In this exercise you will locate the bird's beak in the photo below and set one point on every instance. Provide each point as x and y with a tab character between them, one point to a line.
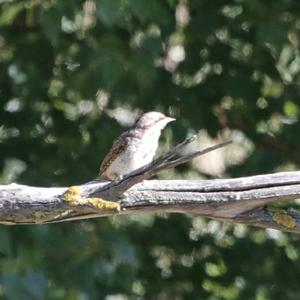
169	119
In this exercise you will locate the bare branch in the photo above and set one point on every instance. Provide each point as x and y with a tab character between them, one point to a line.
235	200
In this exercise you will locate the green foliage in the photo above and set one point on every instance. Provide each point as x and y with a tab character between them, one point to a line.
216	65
┄┄┄┄┄┄┄┄┄┄┄┄┄┄┄┄┄┄┄┄
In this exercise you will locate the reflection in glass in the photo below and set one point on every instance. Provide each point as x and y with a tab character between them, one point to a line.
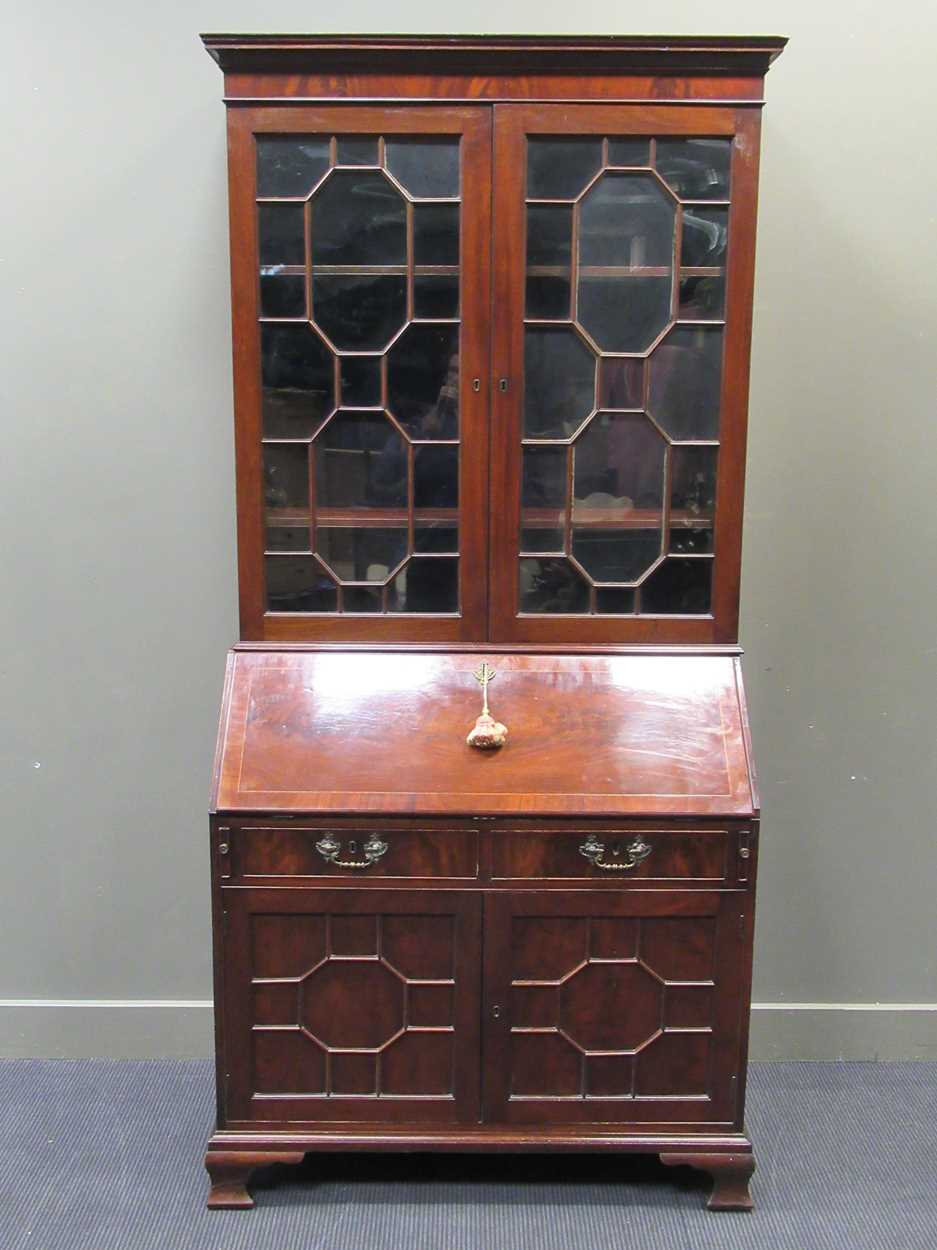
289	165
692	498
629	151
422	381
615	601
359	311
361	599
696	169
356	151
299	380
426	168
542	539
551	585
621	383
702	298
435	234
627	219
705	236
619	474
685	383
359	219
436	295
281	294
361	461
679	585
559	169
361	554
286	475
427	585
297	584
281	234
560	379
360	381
┄┄┄┄┄┄┄┄┄┄┄┄┄┄┄┄┄┄┄┄
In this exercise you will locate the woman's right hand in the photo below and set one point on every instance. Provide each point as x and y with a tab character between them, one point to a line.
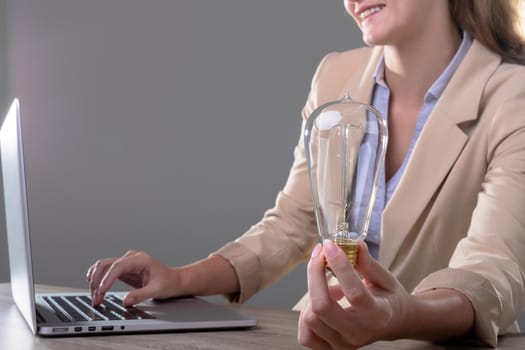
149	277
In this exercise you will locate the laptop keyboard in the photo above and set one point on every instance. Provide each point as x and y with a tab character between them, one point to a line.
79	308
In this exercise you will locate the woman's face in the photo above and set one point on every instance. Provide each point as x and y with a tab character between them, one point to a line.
┄┄┄┄┄┄┄┄┄┄┄┄┄┄┄┄┄┄┄┄
* [Your goal]: Could you reproduce the listing from the line with "In this exercise you will locate the laptop" to the line with "In this exercise you will locate the woman's face", both ends included, keeping the requests and offsetting every coordinate in the answers by 122?

* [Answer for this exercise]:
In this exercise you will locate the laptop keyboard in the photo above and set one point on every instance. Provide each point as x and y with a tab character between them, one point to a line.
201	430
In this exercise you will locate the woman's face in the photo above and set one point on every instance. Provide each point as x and y with a tab character between them, one point to a line.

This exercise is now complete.